── DATA IN THIS EXERCISE
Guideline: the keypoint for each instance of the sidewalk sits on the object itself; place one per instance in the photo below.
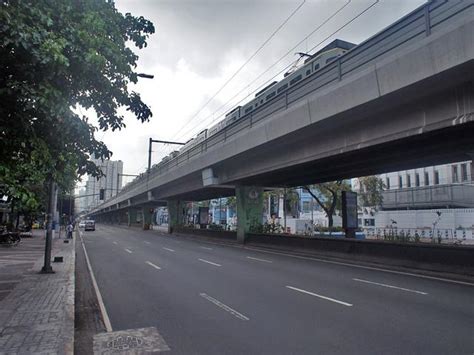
(37, 316)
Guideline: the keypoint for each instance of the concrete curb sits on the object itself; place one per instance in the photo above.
(38, 315)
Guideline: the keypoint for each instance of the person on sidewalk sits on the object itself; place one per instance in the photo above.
(69, 230)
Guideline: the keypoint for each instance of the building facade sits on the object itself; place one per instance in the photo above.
(111, 183)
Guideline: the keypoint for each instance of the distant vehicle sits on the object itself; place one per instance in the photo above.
(89, 225)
────
• AIM: Could you convert all of the entries above into a numbered list, skipping any blank lines and leaving the pictures out?

• RESPONSE TO THE EXERCISE:
1. Guideline: the keypoint for each instance of the sidewalk sits on the object itself; place one per instance in the photo below.
2. (37, 316)
3. Guideline: the keypoint for each instance of the concrete curb sits on the object itself; place one per instance in the photo above.
4. (38, 315)
5. Guideline: the keypoint for each instance of the person on sidewalk sits on the object itself; place one per instance in the photo above.
6. (69, 230)
7. Guideline: the keypoint for each instance of the building facade sits on the object itself; place one per instance in the photo above.
8. (111, 183)
9. Guideline: the keypoint for each instance of the distant vehicle sits on the object itself; place one per instance in the photo above.
10. (89, 225)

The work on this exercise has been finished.